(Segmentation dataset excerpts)

START

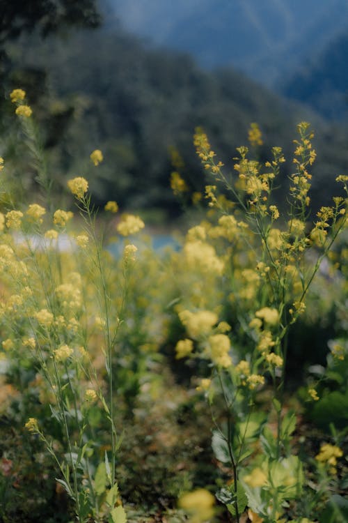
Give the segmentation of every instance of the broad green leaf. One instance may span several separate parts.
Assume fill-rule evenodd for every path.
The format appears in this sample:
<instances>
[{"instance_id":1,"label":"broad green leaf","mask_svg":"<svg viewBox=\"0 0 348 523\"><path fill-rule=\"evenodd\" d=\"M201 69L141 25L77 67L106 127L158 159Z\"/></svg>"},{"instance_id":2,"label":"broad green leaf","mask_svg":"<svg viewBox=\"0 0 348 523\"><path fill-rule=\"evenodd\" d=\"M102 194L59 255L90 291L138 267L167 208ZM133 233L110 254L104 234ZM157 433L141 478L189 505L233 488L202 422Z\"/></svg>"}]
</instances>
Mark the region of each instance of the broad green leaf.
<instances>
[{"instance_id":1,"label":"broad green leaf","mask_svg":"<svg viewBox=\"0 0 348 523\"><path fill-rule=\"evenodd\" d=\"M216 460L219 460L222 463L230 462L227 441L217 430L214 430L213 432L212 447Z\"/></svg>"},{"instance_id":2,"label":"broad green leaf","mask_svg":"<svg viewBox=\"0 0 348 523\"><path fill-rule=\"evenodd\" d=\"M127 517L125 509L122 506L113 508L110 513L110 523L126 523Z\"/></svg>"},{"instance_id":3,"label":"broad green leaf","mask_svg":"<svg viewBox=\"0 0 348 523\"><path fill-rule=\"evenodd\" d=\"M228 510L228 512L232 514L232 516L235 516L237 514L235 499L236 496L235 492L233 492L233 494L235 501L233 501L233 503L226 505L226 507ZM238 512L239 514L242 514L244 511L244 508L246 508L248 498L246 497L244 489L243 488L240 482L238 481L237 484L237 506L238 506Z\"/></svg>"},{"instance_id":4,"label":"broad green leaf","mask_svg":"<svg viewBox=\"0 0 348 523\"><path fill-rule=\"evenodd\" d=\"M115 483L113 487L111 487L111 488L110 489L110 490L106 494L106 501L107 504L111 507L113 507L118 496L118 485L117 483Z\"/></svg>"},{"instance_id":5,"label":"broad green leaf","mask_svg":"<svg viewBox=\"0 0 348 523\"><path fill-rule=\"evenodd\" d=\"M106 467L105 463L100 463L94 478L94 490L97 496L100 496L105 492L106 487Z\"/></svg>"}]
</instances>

END
START

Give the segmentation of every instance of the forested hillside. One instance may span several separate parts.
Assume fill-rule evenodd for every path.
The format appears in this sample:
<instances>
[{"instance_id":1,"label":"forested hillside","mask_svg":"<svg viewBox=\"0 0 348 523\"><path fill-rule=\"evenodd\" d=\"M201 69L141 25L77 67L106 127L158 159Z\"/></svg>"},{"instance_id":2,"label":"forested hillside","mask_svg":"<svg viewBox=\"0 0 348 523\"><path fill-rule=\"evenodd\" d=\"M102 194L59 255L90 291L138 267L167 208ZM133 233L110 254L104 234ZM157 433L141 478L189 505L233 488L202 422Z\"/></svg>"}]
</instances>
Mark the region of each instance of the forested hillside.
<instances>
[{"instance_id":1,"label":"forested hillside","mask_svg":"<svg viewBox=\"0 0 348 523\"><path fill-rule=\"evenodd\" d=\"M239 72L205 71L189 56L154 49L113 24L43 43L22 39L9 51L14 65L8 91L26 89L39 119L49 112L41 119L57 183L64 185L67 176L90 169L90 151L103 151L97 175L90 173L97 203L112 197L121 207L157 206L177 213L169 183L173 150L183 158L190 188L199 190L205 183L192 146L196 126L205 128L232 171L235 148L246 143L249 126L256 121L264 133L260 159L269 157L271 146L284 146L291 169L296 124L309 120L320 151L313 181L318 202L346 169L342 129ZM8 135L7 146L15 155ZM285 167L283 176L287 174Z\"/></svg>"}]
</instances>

END

Brief: Copy out each line of the entries above that includes the word "region".

Right answer:
Mark the region of each instance of the broad green leaf.
Mark the region of each instance of the forested hillside.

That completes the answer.